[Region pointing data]
------------------------
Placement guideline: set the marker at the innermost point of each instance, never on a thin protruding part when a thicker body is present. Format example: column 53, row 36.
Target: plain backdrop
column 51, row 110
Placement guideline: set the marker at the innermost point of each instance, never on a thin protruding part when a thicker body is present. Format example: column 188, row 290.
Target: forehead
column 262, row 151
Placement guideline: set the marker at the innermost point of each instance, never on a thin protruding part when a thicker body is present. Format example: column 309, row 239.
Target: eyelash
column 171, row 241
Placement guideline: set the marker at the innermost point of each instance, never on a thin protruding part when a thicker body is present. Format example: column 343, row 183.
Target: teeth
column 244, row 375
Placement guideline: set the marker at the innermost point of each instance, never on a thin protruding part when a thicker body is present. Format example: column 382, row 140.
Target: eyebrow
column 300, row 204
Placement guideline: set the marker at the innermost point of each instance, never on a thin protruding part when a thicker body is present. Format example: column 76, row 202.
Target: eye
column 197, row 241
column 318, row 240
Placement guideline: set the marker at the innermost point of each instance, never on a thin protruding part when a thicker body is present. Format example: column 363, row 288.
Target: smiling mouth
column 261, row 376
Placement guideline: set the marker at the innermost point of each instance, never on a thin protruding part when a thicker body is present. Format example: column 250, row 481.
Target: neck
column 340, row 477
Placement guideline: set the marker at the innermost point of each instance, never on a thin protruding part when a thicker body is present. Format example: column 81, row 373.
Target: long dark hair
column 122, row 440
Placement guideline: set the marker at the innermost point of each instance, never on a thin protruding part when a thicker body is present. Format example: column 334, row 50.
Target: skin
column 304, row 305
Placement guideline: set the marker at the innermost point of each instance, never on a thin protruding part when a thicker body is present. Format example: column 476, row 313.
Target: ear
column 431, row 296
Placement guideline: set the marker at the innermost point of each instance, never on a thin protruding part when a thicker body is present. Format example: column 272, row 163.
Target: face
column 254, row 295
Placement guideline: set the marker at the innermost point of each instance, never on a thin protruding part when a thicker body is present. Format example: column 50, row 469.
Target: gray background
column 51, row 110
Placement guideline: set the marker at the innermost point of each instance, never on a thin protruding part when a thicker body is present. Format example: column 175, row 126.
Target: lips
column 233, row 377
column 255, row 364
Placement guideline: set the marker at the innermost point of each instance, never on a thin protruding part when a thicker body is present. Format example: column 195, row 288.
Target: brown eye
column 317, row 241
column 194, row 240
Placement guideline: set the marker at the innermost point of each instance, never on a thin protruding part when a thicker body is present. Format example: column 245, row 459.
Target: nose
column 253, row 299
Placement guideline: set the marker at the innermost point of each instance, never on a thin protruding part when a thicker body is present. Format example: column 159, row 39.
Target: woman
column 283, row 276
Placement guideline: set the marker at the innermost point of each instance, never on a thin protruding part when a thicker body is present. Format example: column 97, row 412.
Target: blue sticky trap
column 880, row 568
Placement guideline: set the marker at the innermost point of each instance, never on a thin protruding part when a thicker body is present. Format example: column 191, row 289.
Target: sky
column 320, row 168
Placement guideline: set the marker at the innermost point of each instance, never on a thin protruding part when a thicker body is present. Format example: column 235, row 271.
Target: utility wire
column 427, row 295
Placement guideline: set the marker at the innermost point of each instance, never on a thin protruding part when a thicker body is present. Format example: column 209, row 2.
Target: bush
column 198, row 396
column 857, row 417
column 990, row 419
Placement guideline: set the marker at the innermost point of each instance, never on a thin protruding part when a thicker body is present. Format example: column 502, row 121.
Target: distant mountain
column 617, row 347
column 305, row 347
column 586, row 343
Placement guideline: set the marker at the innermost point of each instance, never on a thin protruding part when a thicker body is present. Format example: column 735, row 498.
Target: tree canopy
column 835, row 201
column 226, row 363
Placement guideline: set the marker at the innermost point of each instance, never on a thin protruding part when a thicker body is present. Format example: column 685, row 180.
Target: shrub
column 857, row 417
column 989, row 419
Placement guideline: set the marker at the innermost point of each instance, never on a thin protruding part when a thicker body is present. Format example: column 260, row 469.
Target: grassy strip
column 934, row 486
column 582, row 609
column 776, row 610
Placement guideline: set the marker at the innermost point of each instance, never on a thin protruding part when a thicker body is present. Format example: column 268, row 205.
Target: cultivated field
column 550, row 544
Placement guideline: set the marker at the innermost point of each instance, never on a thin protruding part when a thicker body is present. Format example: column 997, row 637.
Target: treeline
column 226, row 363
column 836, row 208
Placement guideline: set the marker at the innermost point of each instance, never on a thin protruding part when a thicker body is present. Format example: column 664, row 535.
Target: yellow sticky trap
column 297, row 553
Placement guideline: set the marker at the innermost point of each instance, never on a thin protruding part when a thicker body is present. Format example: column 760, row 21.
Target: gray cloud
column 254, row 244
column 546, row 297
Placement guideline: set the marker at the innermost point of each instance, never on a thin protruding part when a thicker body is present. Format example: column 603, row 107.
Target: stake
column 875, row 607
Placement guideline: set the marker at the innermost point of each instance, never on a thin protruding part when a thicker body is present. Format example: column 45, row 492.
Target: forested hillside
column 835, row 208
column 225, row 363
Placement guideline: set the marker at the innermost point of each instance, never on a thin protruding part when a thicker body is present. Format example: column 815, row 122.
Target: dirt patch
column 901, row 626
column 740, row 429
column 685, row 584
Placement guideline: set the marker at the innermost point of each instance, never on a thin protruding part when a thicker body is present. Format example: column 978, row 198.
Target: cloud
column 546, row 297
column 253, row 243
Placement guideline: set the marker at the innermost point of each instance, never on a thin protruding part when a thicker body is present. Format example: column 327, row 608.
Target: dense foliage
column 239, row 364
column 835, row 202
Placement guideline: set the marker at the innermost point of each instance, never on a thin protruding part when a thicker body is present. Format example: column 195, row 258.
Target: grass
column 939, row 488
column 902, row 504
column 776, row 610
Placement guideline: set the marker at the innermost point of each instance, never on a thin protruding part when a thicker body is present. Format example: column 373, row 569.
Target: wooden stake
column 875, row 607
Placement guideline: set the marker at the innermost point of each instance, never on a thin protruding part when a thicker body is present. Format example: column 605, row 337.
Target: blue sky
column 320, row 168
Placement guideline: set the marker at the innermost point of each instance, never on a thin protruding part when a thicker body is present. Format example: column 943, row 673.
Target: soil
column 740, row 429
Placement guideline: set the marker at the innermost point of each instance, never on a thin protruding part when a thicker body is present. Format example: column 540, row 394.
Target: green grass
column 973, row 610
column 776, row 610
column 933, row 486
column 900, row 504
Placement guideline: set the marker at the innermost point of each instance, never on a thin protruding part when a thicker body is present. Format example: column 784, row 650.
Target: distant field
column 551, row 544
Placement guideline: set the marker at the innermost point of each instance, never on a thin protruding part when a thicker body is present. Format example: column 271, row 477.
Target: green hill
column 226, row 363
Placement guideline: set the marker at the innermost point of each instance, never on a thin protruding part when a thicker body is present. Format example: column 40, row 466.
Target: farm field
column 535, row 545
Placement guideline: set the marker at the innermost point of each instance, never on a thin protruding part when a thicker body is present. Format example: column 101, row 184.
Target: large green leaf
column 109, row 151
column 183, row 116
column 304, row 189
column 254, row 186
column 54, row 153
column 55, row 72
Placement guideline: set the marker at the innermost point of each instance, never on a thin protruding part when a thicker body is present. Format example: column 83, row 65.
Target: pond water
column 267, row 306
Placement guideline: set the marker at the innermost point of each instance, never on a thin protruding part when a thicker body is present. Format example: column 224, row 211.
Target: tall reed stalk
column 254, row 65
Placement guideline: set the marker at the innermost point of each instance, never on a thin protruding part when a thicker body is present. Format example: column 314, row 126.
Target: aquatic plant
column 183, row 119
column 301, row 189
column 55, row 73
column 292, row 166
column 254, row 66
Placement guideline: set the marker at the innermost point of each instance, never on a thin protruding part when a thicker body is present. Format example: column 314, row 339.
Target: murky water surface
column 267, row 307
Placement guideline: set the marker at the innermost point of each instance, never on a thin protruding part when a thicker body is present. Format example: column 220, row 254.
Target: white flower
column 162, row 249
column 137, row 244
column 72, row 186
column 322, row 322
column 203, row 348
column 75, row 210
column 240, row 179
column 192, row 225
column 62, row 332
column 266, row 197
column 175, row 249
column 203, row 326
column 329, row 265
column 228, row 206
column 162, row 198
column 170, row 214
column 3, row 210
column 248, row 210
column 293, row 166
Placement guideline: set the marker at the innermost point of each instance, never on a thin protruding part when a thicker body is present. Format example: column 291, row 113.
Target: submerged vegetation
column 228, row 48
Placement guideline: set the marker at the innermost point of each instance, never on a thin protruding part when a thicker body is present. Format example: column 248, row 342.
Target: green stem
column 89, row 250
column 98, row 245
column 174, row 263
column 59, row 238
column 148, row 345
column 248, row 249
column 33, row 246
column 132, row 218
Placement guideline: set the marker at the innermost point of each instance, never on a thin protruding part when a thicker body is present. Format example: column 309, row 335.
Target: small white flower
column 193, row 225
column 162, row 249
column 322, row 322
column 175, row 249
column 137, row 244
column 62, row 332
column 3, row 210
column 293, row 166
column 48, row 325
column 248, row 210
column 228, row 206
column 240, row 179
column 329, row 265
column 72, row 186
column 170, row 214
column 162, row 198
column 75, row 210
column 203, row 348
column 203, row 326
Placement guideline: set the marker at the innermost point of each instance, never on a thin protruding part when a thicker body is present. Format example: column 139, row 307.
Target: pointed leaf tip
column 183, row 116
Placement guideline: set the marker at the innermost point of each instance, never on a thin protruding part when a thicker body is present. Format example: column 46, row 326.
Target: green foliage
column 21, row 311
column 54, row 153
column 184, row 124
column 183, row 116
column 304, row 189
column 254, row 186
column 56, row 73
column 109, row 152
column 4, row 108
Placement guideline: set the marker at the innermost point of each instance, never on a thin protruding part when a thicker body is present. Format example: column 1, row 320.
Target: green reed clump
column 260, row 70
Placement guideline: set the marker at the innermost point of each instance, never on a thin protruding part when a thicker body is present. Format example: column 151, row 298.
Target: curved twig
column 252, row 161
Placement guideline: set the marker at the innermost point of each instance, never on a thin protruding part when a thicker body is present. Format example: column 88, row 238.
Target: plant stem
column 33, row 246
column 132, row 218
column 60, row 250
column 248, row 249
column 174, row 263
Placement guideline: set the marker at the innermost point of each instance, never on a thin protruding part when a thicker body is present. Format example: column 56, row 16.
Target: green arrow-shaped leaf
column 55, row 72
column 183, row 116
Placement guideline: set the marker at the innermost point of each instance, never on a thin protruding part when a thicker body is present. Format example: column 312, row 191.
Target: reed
------------------------
▶ **What you need to do**: Copy out, exactly and alone, the lines of the entries above between the ones holding "220, row 254." and "248, row 342.", inclusive.

▶ **Exercise result**:
Placement guideline: set the marker at the innermost point of each instance, never on a thin protruding part when a thicker body is present. Format example: column 220, row 254.
Target: white flower
column 162, row 249
column 137, row 244
column 72, row 186
column 322, row 322
column 203, row 348
column 75, row 210
column 240, row 179
column 192, row 225
column 62, row 332
column 266, row 197
column 175, row 249
column 203, row 326
column 329, row 265
column 228, row 206
column 162, row 198
column 170, row 214
column 3, row 210
column 248, row 210
column 293, row 166
Placement guideline: set the marker at the innermost point of each instance, never on a thin protruding part when a thicker body is present. Format example: column 291, row 113.
Target: submerged vegetation
column 228, row 48
Placement guideline: set the marker at the innermost point of each instance, never on a thin protruding part when a thicker body is present. Format example: column 248, row 342.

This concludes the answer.